Try it: What you return must match the records word for word, except that pictures are dropped.

(Stored data entries)
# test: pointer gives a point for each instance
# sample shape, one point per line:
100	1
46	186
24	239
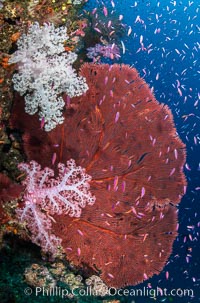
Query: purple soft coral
46	195
107	51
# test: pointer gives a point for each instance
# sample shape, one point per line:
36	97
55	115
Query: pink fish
117	117
172	171
105	11
42	123
53	160
142	192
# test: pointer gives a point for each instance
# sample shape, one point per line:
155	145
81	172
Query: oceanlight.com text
141	292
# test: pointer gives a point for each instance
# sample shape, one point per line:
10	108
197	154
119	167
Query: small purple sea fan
107	51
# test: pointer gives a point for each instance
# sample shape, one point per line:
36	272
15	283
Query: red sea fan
128	144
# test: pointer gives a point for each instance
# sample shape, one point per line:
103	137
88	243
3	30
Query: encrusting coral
127	143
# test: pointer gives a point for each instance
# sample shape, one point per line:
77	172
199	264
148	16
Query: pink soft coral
46	195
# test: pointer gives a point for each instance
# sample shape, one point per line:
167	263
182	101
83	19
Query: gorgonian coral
128	144
45	71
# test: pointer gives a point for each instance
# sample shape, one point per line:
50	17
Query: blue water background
173	63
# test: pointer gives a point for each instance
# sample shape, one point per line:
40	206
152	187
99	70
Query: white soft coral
45	72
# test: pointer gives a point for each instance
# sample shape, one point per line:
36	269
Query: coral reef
107	51
44	72
39	276
97	286
45	195
128	143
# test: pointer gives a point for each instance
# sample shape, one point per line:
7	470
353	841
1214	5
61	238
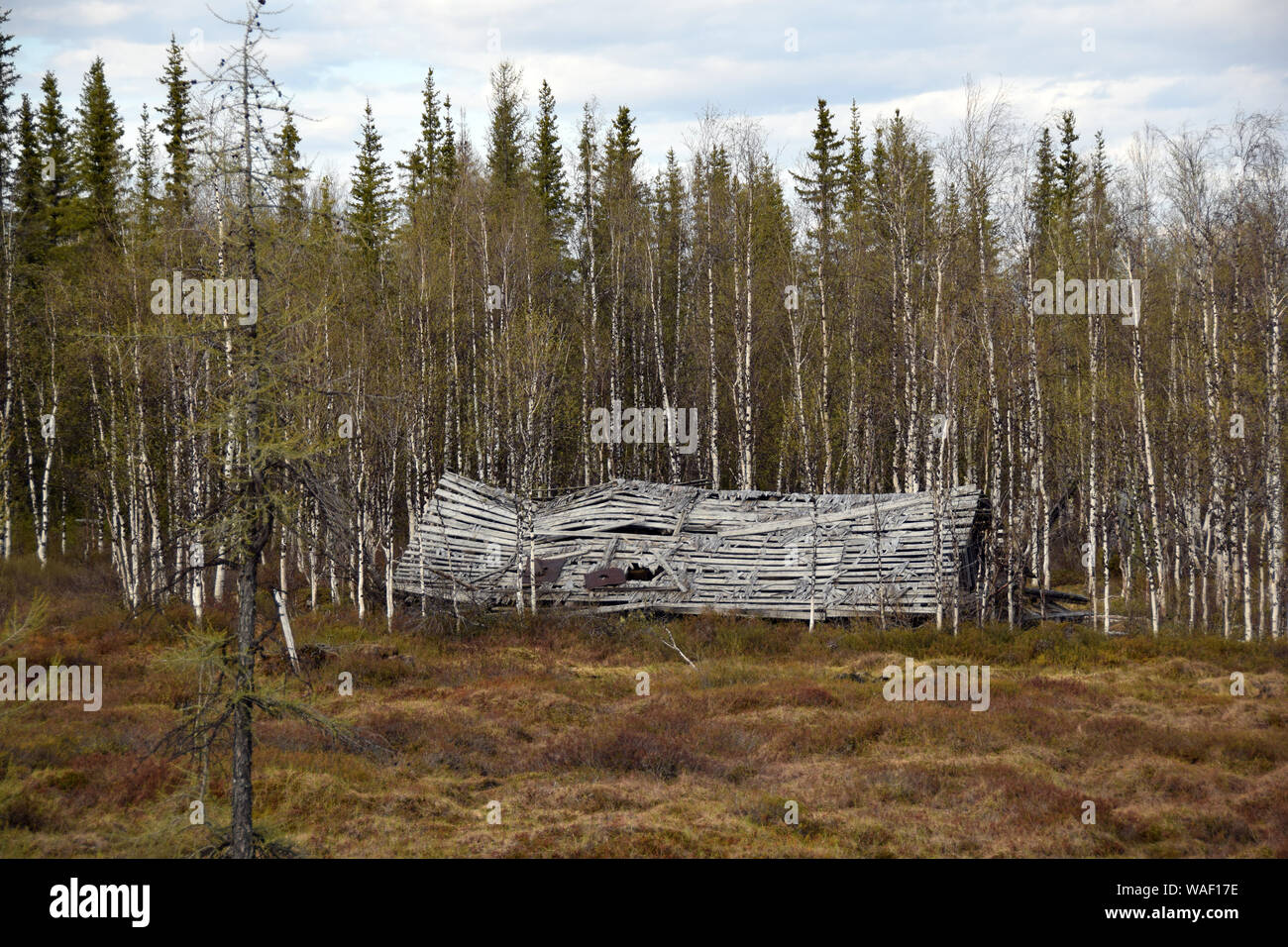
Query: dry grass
544	718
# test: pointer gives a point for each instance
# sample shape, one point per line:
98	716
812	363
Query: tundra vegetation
862	321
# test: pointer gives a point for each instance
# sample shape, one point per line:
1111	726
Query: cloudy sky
1117	64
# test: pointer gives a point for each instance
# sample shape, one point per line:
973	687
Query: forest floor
542	716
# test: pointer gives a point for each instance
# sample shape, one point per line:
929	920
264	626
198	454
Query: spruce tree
820	185
287	172
8	77
621	154
146	176
447	161
99	158
54	150
1070	185
505	134
178	129
548	165
1042	193
370	195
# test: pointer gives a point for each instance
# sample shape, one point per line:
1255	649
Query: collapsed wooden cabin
629	544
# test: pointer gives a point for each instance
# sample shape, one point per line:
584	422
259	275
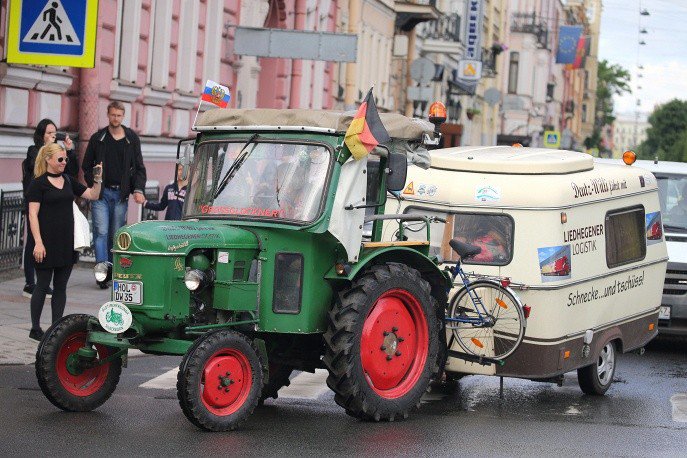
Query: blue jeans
109	214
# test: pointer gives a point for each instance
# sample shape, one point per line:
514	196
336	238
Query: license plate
127	292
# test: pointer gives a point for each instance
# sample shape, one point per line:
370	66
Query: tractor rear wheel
70	381
220	381
382	343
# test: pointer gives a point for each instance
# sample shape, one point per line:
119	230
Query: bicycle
486	318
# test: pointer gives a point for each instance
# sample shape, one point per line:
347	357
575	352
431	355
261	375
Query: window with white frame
188	46
126	67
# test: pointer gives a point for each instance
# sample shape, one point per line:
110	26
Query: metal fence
11	228
12	225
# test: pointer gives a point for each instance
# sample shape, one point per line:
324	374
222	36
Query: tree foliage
611	80
667	136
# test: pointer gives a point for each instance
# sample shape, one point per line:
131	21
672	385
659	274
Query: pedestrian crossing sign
52	32
552	139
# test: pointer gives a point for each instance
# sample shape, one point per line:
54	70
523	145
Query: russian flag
216	94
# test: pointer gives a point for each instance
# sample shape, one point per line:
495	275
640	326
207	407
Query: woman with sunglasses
45	133
51	222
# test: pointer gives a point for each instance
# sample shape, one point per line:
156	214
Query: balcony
530	23
410	14
489	61
442	36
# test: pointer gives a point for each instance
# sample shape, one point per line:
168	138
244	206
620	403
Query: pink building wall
84	93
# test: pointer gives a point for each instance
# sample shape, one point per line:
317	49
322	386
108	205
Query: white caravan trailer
672	192
581	243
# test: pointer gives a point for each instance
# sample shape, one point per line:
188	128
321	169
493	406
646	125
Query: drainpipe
297	64
89	110
409	81
354	8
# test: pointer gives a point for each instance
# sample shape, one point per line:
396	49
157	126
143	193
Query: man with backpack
118	148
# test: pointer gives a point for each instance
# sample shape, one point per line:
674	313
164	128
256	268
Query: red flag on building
366	130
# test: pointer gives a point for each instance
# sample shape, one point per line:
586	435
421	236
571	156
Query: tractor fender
438	280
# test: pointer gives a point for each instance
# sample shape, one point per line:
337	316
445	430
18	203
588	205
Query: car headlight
194	278
101	271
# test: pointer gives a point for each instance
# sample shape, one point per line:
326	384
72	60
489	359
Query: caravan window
672	193
492	232
625	236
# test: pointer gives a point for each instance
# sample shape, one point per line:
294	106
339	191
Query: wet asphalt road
635	418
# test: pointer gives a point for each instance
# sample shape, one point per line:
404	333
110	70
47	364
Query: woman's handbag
82	231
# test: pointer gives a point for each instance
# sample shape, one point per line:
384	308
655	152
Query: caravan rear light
654	232
526	309
437	113
629	157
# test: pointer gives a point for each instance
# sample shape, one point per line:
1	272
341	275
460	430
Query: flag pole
200	102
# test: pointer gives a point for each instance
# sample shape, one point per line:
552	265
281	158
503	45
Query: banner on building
473	30
52	32
568	39
582	51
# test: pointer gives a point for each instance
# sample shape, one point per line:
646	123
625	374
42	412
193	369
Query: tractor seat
465	250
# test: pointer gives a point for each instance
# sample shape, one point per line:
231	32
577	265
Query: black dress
56	219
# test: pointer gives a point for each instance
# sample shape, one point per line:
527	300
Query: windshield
672	191
269	180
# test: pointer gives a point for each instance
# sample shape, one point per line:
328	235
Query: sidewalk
83	296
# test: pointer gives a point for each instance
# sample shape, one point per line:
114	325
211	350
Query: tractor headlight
194	279
101	271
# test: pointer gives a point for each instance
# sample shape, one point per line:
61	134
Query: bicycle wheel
506	323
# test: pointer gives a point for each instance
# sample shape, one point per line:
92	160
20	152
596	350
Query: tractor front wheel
382	343
69	379
220	381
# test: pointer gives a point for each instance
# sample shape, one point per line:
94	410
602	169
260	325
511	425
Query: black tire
359	345
498	341
597	378
80	390
278	379
229	401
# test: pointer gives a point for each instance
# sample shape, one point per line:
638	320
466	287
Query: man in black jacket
119	150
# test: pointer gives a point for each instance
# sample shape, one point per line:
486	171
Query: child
172	197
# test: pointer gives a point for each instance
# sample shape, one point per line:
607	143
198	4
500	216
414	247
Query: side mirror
397	169
185	156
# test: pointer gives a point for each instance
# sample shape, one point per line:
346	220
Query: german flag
366	130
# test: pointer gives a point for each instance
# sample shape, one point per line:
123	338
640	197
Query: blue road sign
53	32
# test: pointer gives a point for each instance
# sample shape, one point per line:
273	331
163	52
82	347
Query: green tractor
278	265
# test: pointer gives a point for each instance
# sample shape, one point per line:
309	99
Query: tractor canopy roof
327	121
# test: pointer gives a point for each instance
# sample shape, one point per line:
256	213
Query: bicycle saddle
465	250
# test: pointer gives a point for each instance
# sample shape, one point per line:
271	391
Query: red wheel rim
226	381
90	380
394	344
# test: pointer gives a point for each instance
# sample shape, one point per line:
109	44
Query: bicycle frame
481	315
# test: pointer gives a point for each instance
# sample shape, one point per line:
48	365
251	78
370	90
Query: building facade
629	131
155	56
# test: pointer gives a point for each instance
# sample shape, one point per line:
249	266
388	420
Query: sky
664	57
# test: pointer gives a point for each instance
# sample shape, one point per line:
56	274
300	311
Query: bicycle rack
481	360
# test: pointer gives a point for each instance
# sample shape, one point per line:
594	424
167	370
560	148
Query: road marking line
679	402
306	385
166	381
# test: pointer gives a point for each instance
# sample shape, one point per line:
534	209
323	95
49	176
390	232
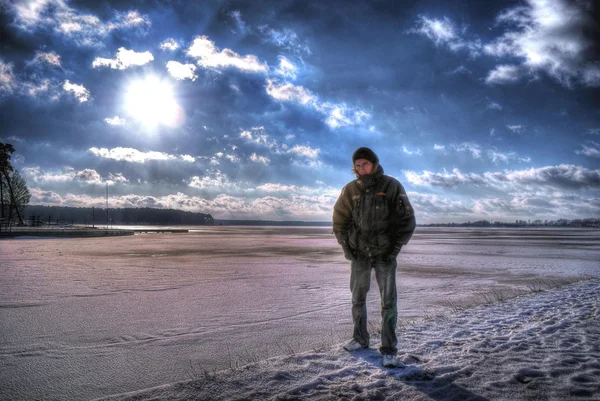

Answer space:
# test: pointer gives a point for each instance
# sample shape, one point per line:
100	1
46	186
24	239
Query: purple soft coral
46	195
107	51
# test: pointer gives a point for each instance
# sample shape, one point per line:
36	97
55	115
Query: pink fish
117	117
172	171
105	11
42	123
53	160
142	192
# test: pointer gives a point for each instance
# sample shape, one point per line:
155	145
81	172
Query: oceanlight.com text
141	292
# test: pointer gives a point for each instance
# sample shape, one point per line:
10	108
197	154
119	167
Query: small purple sea fan
107	51
# test: pointer gives a point for each instance
# sample shape, one point per line:
36	272
15	283
Query: red sea fan
128	144
# test: pointer gives a point for each instance
# sample shape, one point per line:
103	137
88	243
3	30
Query: encrusting coral
127	143
# test: pointer gives a point for each instance
# sample shape, one point per line:
77	172
199	264
148	16
Query: pink soft coral
46	195
# test: pointer gives a point for each instance
# sample shape, one point per line:
167	263
182	101
83	19
Query: gorgonian coral
128	144
45	71
# test: pointer gives a point for each instance
# sample shape, one point per line:
50	17
Query: blue water background
173	63
# test: pointer gives a point for each instance
# sample shape, one point per line:
40	206
152	187
99	70
Query: white soft coral
45	72
# test: pointer gives a point for each instance
# sample shape, one point per line:
36	269
Query: coral reef
107	51
44	72
39	276
97	286
45	195
128	143
# test: pointer gives a point for each instance
# sample shape, one point per line:
7	470
353	841
1214	5
61	238
Query: dry grass
544	718
# test: pointer gives a point for each instance
# sample shape, one point per line:
98	716
812	363
Query: tundra vegetation
862	321
# test: pointer gives a point for each instance
# sample shape, one point per line:
1111	726
Query: cloudy sky
1117	64
# test: pointer gives a point for each instance
# sample shape, one point per line:
973	687
Query: forest floor
542	716
# test: pointer gives a point for each instance
# sample shape, one point per line:
929	920
264	626
198	454
Query: spruce tree
820	185
287	172
8	77
621	154
146	176
447	161
99	158
54	150
1070	185
505	134
178	129
548	165
1042	193
370	195
# test: pointer gives a point for each instance
# sample shape, one point per line:
1255	649
Query: collapsed wooden cabin
629	544
# test: pointer gives a point for each instance
# sample shape, one point per line:
584	422
259	275
Query: blue jeans
109	214
# test: pointer gives a point for each instance
# sample shape, one point per line:
514	196
336	238
Query: license plate
127	292
# test: pointer gives a point for each instance
# sample shape, one point per line:
370	66
Query: tractor rear wheel
70	381
220	381
382	343
# test: pointer gives a point for each instance
# sample shape, one point per line:
119	230
Query: bicycle
486	318
# test: pointer gives a point for each instance
# sample shape, one point per line:
347	357
575	352
431	355
261	375
Query: window with white frame
188	46
126	67
# test: pointer gives a point for each instance
# sample shape, one point per line:
110	26
Query: metal fence
11	228
12	225
# test: pointer gives a point for each instance
# sample shape, one point per line:
324	374
222	36
Query: tree foliage
611	80
667	136
# test: pointer gives a point for each instance
# sample shape, one point per line:
131	21
672	385
659	274
Query: pedestrian crossing sign
52	32
552	139
# test: pointer gives a point for each instance
# sample shape, one point per line:
54	70
523	145
Query: russian flag
216	94
# test: pointer gives a point for each instance
# sample shape, one point per line:
495	275
640	326
207	407
Query: woman with sunglasses
45	133
51	222
# test: pointer gives a point for each instance
# sample shape, one point per line:
156	214
Query: balcony
530	23
410	14
489	61
442	36
# test: pointer gives a point for each instance
# sample shape, one point per line:
168	138
244	206
620	403
Query: pink building wall
84	93
# test: pointer gives a point for each instance
# sample shape, one point per line:
317	49
322	386
108	205
Query: white caravan trailer
672	192
581	243
# test: pointer gives a point for each instance
# sample shape, one point per line:
188	128
321	169
493	406
646	125
Query: drainpipe
297	64
89	110
409	81
354	8
# test: pointer gives a point for each instance
# sample shape, one point per line:
396	49
157	126
143	193
Query: man with backpack
118	148
# test: pointer gives a point for each instance
# sample shape, one point per line:
674	313
164	128
256	268
Query: red flag on building
366	130
# test: pointer gives a point for each instance
# sample shape, one point per line:
586	435
421	236
571	156
Query: tractor fender
438	280
# test: pointer gives a point for each instance
# sample shape, one point per line:
337	316
445	430
18	203
588	205
Query: car headlight
194	278
101	271
# test: pointer gives a point for each instance
# sample shape, one point per line:
326	384
72	60
489	359
Query: caravan window
672	193
492	232
625	236
# test: pointer gives a point for each instance
# sample shape, one point per line:
294	106
339	191
Query: wet asphalt road
635	418
# test: pointer gives a point for each instance
# sample shape, one point per line:
404	333
110	70
47	364
Query: woman's handbag
82	231
# test: pointer gives a point for each instance
# sample shape, one point per line:
384	308
655	152
Query: caravan rear light
654	232
526	309
437	113
629	157
# test: pointer gives a point for each instance
# sample shape, one point per line:
1	272
341	275
460	430
Query: flag pole
200	102
# test: pointer gives a point for each instance
# sample shape, one point per line:
552	265
281	158
503	45
Query: banner on building
473	30
52	32
568	39
582	51
# test: pointer gives a point for each instance
# sample shape, one point per line:
646	123
625	374
42	412
193	369
Query: tractor seat
465	250
# test: pointer gives a point for each instance
# sample shape, one point per line:
231	32
577	265
Query: black dress
56	219
# test: pointer gives a point for each instance
# sample shape, one point per line:
527	300
Query: windshield
672	191
269	180
# test: pointer gives a point for each instance
# sample shape, one point per line:
328	235
Query: sidewalk
83	296
# test: pointer gives a point for each instance
# sample shape, one point per line:
114	325
211	350
Query: tractor headlight
194	279
101	271
# test: pointer gives a point for each instance
# sample shape, one point per line:
61	134
Query: bicycle wheel
506	323
# test: pointer gives a point for each instance
# sample shape, one point per line:
92	160
20	152
596	350
Query: tractor front wheel
382	343
69	379
220	381
# test: pointer gives a point for each instance
# sample shape, one point per line:
94	410
602	169
260	325
511	425
Query: black tire
359	345
498	341
597	378
80	390
278	379
229	401
# test: pointer gives a point for each instance
# sample shape, one point per line:
638	320
466	287
Query: man in black jacket
119	150
# test: pointer gives a point for each instance
# sample shape, one point per line:
486	171
Query: child
172	197
# test: pointer gives a point for each instance
# sample shape, one point per line:
607	143
198	4
500	216
414	247
Query: side mirror
397	169
185	156
# test: pointer gives a point for each instance
# sample shape, one point per line:
346	220
Query: german flag
366	130
# test: pointer gives a point for each instance
# sample shape, one point per line:
123	338
640	197
Query: blue road sign
53	32
# test: pointer gives a point for each instance
# sample shape, one point per line:
273	331
163	52
82	347
Query: green tractor
278	265
# test: pointer gives a point for each instance
# sample shape, one point per line:
309	99
Query: tractor canopy roof
327	121
# test: pointer gives a point for each instance
# sample shape, one point per line:
256	213
Query: bicycle saddle
465	250
# test: pointer gives a point for each instance
# sample shape, one point per line:
271	391
Query: red wheel rim
226	381
90	380
394	344
# test: pointer gives a point for each instance
# sample shape, one point per line:
109	44
Query: bicycle frame
481	315
# test: pointer gives a point for each instance
# sample shape, one point per line:
48	365
251	78
370	90
Query: building facade
629	131
155	56
# test: pointer gives a point for each instance
# sample shape, one point per line:
249	266
388	420
Query: sky
664	57
# test: pointer gives a point for each instance
# sample shape, one point per line:
56	274
300	311
Query: bicycle rack
481	360
# test: pointer gives a point for each instance
# sample shape, one point per line:
594	424
167	370
560	148
Query: road marking line
679	402
306	385
166	381
# test: pointer gives a point for each instance
# sample shape, one point per line:
534	209
323	95
49	176
390	232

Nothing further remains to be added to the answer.